* begin Page excerpt *

On the night of April 18, Wortman, dressed as an RCMP officer, began killing his neighbours and burning properties. He escaped police and continued his rampage the next day, driving around in a replica RCMP cruiser, shooting people known to him and random strangers.
The RCMP, who are refusing to reveal details about Wortman because of an ongoing investigation into the source of the guns he used in the massacre, have said the killer had five illegal guns, four of which were smuggled into Canada from the United States, the fifth “through the estate of a deceased associate.”
The killer’s father, Paul Wortman, has said that a friend—believed to be Evans—helped Wortman get a handgun. “He ordered it in the States somewhere,” Wortman told Halifax’s satirical Frank magazine in an interview not long after the shooting. “It was sent from wherever he ordered it to Houlton, Maine. His friend gave him the information, or probably made the arrangements or told him who to contact.”
Paul Wortman said a contact of Evans held the gun for Gabriel, who smuggled it into Canada. Paul Wortman related the same story about the origin of the handgun to an investigator working for the families of the victims, according to a summary of an interview obtained by Maclean’s.
Paul Wortman called it a “huge handgun.”
People who knew Wortman say he spoke about smuggling cigarettes across the border from Maine while he was a student. He told one acquaintance that he did so in a Zodiac-style inflatable boat.
Paul Wortman told the investigator that his son was not interested in guns or shooting as a boy and suggested he may have become interested in guns through his relationship with Evans.
Paul Wortman said that his son became acquainted with Evans through relatives. But when Gabriel Wortman sold the buildings, he told the buyer that he got to know Evans when he was renting a room from him while a student at the University of New Brunswick.

* end Page excerpt *
* begin Data for this task *

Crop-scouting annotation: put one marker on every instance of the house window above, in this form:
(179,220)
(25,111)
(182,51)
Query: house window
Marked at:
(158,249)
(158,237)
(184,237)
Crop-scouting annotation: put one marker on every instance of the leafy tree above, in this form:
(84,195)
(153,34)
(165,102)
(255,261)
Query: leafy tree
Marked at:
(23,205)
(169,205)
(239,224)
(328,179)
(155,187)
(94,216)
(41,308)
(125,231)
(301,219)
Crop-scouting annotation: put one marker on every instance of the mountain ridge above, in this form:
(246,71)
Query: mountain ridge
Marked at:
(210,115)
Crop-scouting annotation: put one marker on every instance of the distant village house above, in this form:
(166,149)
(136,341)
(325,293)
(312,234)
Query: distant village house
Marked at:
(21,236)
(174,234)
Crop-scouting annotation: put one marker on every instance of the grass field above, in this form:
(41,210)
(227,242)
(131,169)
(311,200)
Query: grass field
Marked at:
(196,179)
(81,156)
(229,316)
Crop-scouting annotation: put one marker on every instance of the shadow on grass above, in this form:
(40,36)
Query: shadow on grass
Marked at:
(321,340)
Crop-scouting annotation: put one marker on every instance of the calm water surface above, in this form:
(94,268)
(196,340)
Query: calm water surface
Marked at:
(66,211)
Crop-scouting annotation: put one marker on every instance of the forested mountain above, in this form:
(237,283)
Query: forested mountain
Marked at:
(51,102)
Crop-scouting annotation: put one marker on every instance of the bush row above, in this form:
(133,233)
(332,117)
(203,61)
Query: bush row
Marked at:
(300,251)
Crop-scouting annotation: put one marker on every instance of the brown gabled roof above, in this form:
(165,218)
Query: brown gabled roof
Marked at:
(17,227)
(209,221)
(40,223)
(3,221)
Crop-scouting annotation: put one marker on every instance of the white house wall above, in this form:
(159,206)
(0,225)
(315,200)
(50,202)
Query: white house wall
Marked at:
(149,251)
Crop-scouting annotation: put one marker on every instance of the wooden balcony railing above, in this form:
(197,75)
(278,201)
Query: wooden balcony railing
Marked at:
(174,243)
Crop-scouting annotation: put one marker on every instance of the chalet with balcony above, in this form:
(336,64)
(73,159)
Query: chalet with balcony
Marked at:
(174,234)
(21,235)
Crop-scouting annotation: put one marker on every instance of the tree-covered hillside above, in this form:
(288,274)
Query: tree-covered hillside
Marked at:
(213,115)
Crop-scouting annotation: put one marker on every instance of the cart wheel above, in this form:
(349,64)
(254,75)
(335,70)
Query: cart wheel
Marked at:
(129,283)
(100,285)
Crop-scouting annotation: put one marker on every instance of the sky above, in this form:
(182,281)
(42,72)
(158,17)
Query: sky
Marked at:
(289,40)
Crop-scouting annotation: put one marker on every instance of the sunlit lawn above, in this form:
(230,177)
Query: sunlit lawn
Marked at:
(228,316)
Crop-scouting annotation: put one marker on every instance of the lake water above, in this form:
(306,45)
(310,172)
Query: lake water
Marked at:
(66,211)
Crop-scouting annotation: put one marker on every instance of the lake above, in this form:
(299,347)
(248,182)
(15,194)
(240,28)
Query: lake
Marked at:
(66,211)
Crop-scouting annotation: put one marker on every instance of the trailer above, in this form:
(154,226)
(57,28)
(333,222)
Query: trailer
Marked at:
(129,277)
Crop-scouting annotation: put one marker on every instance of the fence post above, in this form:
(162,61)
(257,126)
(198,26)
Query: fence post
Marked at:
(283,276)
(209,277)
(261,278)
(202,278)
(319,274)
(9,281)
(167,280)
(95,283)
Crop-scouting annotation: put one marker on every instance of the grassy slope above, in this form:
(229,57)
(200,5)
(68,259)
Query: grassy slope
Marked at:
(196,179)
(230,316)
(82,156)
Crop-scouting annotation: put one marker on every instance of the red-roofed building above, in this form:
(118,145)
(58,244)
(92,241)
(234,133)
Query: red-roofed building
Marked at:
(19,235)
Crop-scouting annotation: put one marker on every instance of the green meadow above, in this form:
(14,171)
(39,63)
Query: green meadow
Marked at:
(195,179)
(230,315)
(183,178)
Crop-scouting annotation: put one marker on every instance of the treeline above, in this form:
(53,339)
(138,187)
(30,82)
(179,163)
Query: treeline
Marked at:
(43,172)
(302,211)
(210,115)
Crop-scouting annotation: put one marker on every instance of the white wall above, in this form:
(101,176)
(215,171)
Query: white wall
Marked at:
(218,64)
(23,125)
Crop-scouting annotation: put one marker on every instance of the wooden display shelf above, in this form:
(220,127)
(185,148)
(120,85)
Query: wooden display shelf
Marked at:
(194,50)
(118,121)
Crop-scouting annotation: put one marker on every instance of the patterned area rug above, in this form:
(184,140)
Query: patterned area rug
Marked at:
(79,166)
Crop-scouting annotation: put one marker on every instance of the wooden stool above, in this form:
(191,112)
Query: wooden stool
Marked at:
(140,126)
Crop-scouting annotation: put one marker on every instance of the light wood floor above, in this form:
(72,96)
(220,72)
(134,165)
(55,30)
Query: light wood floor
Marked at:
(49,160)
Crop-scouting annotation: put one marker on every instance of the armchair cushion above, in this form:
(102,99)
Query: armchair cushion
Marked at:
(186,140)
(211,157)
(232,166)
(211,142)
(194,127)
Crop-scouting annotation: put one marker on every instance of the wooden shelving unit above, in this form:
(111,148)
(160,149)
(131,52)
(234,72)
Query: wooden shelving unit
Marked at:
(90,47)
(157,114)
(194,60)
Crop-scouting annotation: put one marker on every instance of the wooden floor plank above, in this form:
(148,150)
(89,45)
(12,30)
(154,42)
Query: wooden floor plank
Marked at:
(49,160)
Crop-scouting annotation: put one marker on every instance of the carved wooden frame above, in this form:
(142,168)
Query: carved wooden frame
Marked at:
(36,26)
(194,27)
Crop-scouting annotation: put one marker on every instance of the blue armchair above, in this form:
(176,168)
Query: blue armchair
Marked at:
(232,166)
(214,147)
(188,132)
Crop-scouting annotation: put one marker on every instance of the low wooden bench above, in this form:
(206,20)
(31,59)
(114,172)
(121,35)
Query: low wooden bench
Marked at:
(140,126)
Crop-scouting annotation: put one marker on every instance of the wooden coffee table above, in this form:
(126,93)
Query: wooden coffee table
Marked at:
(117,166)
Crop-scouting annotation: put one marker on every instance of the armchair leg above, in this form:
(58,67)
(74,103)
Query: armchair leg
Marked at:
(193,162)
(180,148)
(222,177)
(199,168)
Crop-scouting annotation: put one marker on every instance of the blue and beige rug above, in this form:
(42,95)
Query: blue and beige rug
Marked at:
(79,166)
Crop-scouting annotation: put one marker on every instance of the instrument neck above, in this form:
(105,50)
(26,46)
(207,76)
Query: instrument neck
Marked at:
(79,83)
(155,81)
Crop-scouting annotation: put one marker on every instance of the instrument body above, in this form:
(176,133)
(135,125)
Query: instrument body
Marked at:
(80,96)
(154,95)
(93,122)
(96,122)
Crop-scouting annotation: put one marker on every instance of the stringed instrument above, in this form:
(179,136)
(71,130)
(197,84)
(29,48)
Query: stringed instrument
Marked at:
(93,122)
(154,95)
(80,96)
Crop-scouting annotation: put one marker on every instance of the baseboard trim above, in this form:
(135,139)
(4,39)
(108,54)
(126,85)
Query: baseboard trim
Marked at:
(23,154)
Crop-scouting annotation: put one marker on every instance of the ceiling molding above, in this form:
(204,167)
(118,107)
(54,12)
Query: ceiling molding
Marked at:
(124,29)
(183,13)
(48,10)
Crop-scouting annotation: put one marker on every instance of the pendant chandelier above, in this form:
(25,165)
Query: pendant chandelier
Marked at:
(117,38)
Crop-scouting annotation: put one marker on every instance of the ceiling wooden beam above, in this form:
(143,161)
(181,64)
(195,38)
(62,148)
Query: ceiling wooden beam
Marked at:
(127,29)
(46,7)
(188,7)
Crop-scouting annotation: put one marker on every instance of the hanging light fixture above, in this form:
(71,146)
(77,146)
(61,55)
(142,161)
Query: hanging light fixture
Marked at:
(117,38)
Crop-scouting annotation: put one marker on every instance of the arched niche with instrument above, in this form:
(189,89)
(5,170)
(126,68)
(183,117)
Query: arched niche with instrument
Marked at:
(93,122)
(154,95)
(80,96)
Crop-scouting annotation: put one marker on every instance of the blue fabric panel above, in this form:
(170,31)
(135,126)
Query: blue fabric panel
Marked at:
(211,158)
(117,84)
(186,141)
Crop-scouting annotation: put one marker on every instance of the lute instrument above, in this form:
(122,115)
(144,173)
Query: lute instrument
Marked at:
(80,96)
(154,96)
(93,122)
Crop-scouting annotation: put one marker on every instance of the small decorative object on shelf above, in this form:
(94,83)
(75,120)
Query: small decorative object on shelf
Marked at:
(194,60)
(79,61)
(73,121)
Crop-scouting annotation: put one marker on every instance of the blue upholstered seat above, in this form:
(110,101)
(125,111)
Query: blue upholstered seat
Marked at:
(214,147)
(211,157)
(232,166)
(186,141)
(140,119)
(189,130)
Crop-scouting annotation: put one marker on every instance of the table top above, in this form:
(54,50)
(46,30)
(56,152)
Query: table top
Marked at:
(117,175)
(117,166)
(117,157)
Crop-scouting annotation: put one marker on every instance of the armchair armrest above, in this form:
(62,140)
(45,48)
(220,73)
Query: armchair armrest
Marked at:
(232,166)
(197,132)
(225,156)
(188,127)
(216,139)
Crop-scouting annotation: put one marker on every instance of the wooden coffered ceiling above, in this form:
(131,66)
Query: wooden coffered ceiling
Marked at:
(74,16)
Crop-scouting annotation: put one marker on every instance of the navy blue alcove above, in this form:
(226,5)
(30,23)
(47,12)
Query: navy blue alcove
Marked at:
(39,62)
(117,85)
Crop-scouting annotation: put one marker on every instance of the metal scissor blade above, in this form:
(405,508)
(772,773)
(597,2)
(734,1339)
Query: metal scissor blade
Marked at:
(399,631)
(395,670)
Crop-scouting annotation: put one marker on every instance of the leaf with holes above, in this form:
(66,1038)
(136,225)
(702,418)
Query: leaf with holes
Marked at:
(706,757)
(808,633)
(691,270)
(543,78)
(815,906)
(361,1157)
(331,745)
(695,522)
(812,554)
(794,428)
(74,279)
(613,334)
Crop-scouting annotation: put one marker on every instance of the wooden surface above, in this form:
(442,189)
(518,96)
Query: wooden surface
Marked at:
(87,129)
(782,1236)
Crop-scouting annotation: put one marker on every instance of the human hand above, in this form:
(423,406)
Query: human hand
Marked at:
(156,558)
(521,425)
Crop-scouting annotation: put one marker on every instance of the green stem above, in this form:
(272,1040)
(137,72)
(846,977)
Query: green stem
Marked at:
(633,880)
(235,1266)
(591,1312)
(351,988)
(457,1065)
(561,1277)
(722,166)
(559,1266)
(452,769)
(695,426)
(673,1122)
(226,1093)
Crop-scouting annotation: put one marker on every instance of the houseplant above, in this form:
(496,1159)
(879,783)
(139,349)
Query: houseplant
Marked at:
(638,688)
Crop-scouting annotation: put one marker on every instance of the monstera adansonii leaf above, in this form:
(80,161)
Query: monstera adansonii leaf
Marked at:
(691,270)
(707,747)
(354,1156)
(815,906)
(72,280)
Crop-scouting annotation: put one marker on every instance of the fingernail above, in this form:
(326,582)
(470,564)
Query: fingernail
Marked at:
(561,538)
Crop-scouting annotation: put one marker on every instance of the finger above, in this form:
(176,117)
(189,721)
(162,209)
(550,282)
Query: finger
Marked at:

* end Data for this task *

**Prompt 1:** In the page excerpt, how many illegal guns did the RCMP say the killer had?
**Prompt 2:** Collect every line in the rows that contains the string "treeline". Case counts.

**Full response 1:** Five

**Full response 2:**
Crop-scouting annotation: put one marker on every instance of the treeline above, in this form:
Query: treeline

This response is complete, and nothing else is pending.